_TASK OBJECTIVE_
In the text below on Guantánamo and military commissions, which Pentagon prosecutor quit? Please give his rank and name.

_READING TEXT_
⁂

Not only that, the judge has ordered their release into the USA.
Needless to say, the administration is seeking a stay pending an appeal.
* * *
Even with military commissions, there could be problems for the US.
For instance, the professional association of the American psychologists has just sent a letter to the White House explaining why its members can no longer assist with detentions and interrogations.
It seems as though procuring raw material for Bush show trials could be more difficult in future.
A new legal opinion concluded that UK soldiers might face prosecution for handing over Iraqi prisoners to the Americans, where the detainees face mistreatment.
The Canadians are also getting restless.
The Canadian Bar Association is seeking the release of the military commission defendant Omar Khadr, and Canada’s Governor General, Michaëlle Jean (pic), is said to have also intervened.
There’s a new piece on Khadr in the Canadian online magazine Briarpatch.
All the while, extrajudicial trials for unknown war crimes continue to be set in motion at Guantánamo.
Former Chief Prosecutor Col. Morris Davis puts them in perspective in a new law review article on the history of military commissions.
Significantly, another Pentagon prosecutor has quit. He’s Lt. Col. Darrel Vandeveld, lead prosecutor in the military commission of Mohammad Jawad.
Jawad, like Khadr, was captured when a juvenile and charged with throwing a grenade at US soldiers.
As in Khadr’s case, there’s conflicting evidence that the grenade was thrown by the defendant, with the Pentagon busily blocking defence counsel’s access to possibly exculpatory evidence.
When Col. Vandeveld made known his qualms about failing to provide such evidence to the defence, he was accused by the Chief Prosecutor of, well, fraternising with the enemy, namely Jawad’s military counsel Major David Frakt.
Col. Vandeveld reports that he was compelled to have a psychiatric assessment after his ethics outburst.
There are worse things, however, than a lawyer being sent to a shrink. Joanne Mariner worries about mentally incompetent detainees being tried, while the government conceals evidence of their mental state.
And how would one prove incompetence?
According to government pleadings in the Washington DC habeas cases, defence counsel are not entitled to see medical records of detainees.
In another DC dirty trick, the government wants to file amended habeas returns to bolster evidence it had called watertight – when it was unreviewable.
* * *
Meanwhile in Miami, a US Attorney is trying the first case ever brought under the Torture Convention Implementation Act, a 1994 law that makes it a crime for US citizens to commit torture overseas.
The defendant is Charles (“Chuckie”) Taylor Jr, son of the Liberian dictator who is facing trial in the Hague.
Quite sensibly, defence lawyers asked the court to use the more liberal Bush Gang definition of torture.
The activation of the Torture Act by the Bush administration would seem to be an act of pure chutzpah and dangerous hypocrisy.
Think about the precedent! Joanne Mariner has more at FindLaw’s Writ_.
* * *
The Wall Street bailout has been passed by Congress and signed by our putative president.
Apparently, members of Congress who received the most money from Wall Street were the most likely to support the bailout, and McClatchy News noted that the sum contributed by the eight most troubled companies was $64 million.

⁂

_EXCERPTED RECORDS_
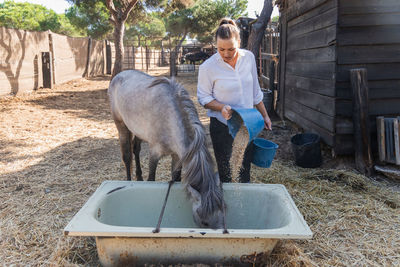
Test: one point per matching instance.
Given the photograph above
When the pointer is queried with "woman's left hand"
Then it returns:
(267, 123)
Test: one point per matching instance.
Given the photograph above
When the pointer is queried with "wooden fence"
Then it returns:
(30, 60)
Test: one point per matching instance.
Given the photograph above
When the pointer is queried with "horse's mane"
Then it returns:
(197, 163)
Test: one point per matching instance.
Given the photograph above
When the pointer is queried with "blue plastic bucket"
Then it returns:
(251, 118)
(263, 152)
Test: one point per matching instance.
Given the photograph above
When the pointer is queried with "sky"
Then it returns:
(59, 6)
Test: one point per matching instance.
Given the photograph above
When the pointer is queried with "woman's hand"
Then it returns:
(226, 112)
(267, 123)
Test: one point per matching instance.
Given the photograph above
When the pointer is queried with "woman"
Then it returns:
(229, 80)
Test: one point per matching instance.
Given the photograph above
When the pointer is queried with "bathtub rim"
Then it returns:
(84, 222)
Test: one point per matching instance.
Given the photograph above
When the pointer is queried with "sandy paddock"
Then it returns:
(58, 145)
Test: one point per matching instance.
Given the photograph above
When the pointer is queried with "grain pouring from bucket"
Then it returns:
(160, 112)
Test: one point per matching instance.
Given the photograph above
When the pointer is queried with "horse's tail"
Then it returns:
(197, 163)
(198, 172)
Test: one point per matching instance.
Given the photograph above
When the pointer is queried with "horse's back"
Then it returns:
(148, 110)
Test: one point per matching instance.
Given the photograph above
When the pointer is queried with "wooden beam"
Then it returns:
(362, 139)
(282, 66)
(396, 140)
(380, 123)
(268, 56)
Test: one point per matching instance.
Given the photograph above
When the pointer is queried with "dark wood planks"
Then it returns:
(369, 54)
(362, 136)
(371, 35)
(368, 6)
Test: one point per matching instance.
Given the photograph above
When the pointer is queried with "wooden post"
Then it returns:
(53, 57)
(380, 123)
(108, 58)
(282, 65)
(362, 138)
(396, 140)
(272, 75)
(87, 70)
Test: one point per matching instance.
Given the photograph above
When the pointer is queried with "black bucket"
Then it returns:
(268, 99)
(307, 150)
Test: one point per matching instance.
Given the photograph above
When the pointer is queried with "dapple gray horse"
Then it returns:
(160, 112)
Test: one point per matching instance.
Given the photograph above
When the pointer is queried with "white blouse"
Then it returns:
(237, 87)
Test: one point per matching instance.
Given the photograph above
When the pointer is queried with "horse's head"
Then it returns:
(213, 220)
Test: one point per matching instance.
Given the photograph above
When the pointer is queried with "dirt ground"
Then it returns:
(58, 145)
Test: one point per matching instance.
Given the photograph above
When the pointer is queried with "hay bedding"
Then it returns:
(58, 145)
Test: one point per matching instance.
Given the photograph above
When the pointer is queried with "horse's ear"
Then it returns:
(194, 193)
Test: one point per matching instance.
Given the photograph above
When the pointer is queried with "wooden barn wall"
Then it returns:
(368, 37)
(309, 83)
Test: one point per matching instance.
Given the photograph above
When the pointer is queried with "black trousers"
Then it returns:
(222, 143)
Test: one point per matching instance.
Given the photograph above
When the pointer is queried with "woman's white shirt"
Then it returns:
(237, 87)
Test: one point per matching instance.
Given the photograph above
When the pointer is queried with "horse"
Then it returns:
(160, 112)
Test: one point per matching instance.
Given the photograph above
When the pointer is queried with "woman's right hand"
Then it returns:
(226, 112)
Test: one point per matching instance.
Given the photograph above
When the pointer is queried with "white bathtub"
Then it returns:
(121, 215)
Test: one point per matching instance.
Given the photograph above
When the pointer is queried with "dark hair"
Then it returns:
(227, 29)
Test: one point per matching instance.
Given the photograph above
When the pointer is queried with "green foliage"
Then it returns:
(28, 16)
(149, 31)
(92, 18)
(207, 15)
(67, 28)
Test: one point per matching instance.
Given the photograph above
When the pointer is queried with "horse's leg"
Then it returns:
(176, 176)
(125, 140)
(176, 172)
(154, 158)
(136, 150)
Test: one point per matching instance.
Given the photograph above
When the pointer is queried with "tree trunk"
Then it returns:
(119, 48)
(257, 29)
(118, 18)
(173, 69)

⁂

_ANSWER_
Lt. Col. Darrel Vandeveld